Reproduce the full listing that appears beneath this instruction exactly.

━━━ MATERIAL FOR THIS TASK

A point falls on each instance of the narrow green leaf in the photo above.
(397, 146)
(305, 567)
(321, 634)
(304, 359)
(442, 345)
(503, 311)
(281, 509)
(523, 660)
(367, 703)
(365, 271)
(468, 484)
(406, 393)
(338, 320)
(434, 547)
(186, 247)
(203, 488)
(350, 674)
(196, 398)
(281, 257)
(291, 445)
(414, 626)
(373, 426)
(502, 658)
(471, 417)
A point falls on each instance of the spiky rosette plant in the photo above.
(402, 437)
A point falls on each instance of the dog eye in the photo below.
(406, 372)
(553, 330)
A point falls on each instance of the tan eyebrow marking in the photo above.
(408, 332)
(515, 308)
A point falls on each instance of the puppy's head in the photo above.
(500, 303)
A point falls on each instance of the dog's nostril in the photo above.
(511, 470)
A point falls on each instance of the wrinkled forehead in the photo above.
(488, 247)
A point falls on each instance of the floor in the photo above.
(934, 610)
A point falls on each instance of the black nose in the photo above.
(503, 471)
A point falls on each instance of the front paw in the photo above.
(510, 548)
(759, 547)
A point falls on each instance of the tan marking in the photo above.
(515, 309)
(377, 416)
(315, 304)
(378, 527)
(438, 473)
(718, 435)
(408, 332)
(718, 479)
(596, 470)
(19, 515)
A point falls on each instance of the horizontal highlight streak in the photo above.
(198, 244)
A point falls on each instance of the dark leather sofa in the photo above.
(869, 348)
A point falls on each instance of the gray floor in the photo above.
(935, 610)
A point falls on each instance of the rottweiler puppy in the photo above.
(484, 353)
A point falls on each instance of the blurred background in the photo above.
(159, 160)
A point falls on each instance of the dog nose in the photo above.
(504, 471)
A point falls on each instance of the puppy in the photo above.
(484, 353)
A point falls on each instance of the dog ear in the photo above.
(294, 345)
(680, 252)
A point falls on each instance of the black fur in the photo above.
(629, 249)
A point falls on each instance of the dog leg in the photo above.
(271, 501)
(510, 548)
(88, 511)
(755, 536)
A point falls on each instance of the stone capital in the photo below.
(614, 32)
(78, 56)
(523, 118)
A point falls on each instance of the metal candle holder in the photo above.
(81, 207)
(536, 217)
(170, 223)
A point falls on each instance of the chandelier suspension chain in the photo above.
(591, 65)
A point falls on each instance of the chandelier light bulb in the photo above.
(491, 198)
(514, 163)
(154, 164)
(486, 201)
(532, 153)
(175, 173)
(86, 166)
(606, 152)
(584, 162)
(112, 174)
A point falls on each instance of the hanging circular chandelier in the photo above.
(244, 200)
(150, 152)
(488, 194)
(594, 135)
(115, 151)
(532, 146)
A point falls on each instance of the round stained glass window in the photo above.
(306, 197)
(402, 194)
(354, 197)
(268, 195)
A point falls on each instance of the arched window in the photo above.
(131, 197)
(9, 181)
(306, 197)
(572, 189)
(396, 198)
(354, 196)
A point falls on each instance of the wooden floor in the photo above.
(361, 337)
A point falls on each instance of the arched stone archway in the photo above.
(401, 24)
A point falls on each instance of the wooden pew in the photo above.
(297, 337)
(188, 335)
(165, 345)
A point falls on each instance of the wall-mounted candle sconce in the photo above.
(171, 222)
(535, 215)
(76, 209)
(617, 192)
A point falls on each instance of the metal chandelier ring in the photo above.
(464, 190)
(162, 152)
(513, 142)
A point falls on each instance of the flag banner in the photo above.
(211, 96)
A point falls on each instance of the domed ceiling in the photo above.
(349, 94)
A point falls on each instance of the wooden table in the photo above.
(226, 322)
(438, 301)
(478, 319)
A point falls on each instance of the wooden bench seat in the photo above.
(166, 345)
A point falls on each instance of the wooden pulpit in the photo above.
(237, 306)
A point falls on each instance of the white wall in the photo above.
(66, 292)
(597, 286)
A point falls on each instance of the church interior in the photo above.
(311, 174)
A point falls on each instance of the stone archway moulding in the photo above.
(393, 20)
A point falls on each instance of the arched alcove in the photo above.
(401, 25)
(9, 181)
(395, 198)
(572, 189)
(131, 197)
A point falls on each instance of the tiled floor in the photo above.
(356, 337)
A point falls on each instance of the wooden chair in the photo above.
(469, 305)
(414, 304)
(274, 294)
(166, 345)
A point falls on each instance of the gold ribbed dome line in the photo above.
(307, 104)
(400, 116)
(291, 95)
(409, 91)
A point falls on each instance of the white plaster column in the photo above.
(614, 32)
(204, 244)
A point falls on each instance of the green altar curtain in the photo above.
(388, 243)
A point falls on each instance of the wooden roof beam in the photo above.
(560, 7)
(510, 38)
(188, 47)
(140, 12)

━━━━━━

WRITTEN ANSWER:
A point falls on each instance of the narrow green leaf in the photo above.
(397, 146)
(305, 567)
(321, 634)
(304, 359)
(442, 345)
(503, 311)
(281, 509)
(523, 660)
(367, 703)
(365, 271)
(468, 484)
(406, 393)
(338, 320)
(434, 547)
(186, 247)
(203, 488)
(350, 674)
(196, 398)
(281, 257)
(291, 445)
(414, 626)
(373, 426)
(502, 658)
(471, 417)
A point falls on each instance of the spiky rosette plant in the photo above.
(402, 437)
A point falls on each instance of the dog eye in the photo below.
(406, 372)
(553, 330)
A point falls on each instance of the tan eyebrow marking in the photo above.
(408, 332)
(515, 308)
A point falls on each instance of the puppy's head in the photo above.
(500, 303)
A point falls on each instance of the dog's nostril in the photo above.
(511, 470)
A point falls on each instance of the wrinkled forehead in the photo above.
(488, 247)
A point falls on each instance of the floor in the photo above.
(934, 610)
A point falls on each instance of the black nose in the photo above.
(503, 471)
A point falls on each instance of the front paw in the photo above.
(510, 548)
(759, 547)
A point falls on each instance of the tan marking in the photo above.
(515, 309)
(377, 416)
(315, 304)
(378, 527)
(438, 473)
(718, 435)
(408, 332)
(718, 479)
(596, 470)
(19, 515)
A point falls on each instance of the horizontal highlight streak in the photo above.
(198, 244)
A point falls on each instance of the dark leather sofa in the photo above.
(869, 348)
A point falls on each instance of the gray floor in the photo above.
(935, 610)
A point falls on each instance of the rottweiler puppy in the photo above.
(484, 353)
A point falls on each instance of the blurred background in the photo above.
(159, 160)
A point falls on each instance of the dog nose in the photo above.
(504, 471)
A point falls on each instance of the puppy in the photo above.
(484, 353)
A point falls on each instance of the dog ear in the photo above.
(294, 345)
(680, 252)
A point falls on each instance of the black fur in the photo above.
(629, 249)
A point falls on each instance of the dog leg in the photo above.
(271, 501)
(510, 548)
(88, 511)
(755, 536)
A point falls on each instance of the stone capital in the photo below.
(614, 32)
(78, 56)
(523, 118)
A point falls on each instance of the metal candle holder in the photo above.
(81, 207)
(536, 217)
(170, 223)
A point falls on each instance of the chandelier suspension chain in the photo above.
(591, 65)
A point falls on each instance of the chandelier light bulb in the photo above.
(491, 198)
(514, 163)
(154, 164)
(486, 201)
(532, 153)
(175, 173)
(86, 166)
(606, 152)
(584, 162)
(112, 174)
A point falls on each instance of the hanging circular chandelier in the photo above.
(244, 200)
(150, 152)
(488, 194)
(594, 135)
(115, 151)
(532, 146)
A point falls on each instance of the round stained glass window in the photo above.
(306, 197)
(402, 194)
(354, 197)
(268, 195)
A point falls on each instance of the arched window in the photo above.
(131, 197)
(9, 181)
(306, 197)
(572, 189)
(396, 198)
(354, 196)
A point falls on each instance of the wooden floor in the photo above.
(361, 337)
A point falls on each instance of the arched stone archway in the photo above.
(401, 24)
A point falls on each instance of the wooden pew in the photo above.
(297, 337)
(188, 335)
(165, 345)
A point falls on each instance of the wall-mounted candle sconce in the photo above.
(171, 222)
(535, 215)
(76, 209)
(617, 192)
A point falls on each instance of the metal chandelier ring in the photo above.
(464, 190)
(162, 152)
(513, 142)
A point falls on each instance of the flag banner in the photo above.
(211, 96)
A point falls on each instance of the domed ceiling in the photo above.
(349, 94)
A point falls on each instance of the wooden table in the photo above.
(226, 322)
(438, 301)
(478, 319)
A point falls on each instance of the wooden bench seat in the photo above.
(166, 345)
A point falls on each instance of the wooden pulpit in the photo above.
(237, 306)
A point falls on each instance of the white wall in the photo above.
(66, 292)
(597, 286)
A point falls on each instance of the church interior in the photo above.
(311, 174)
A point falls on each instance of the stone archway moulding in the photo above.
(393, 20)
A point falls on each instance of the arched alcove in the photo above.
(401, 25)
(9, 181)
(395, 198)
(572, 189)
(131, 197)
A point falls on each instance of the tiled floor in the photo above.
(356, 337)
A point falls on each instance of the wooden chair in the photo above.
(469, 305)
(414, 304)
(274, 294)
(166, 345)
A point falls on each instance of the gold ribbed dome line in the photo above.
(307, 104)
(400, 116)
(291, 95)
(409, 91)
A point falls on each instance of the white plaster column in the photo above.
(614, 32)
(204, 244)
A point falls on each instance of the green altar curtain in the photo above.
(388, 243)
A point falls on each instance of the wooden roof beam in the photo above.
(560, 7)
(510, 38)
(188, 47)
(140, 12)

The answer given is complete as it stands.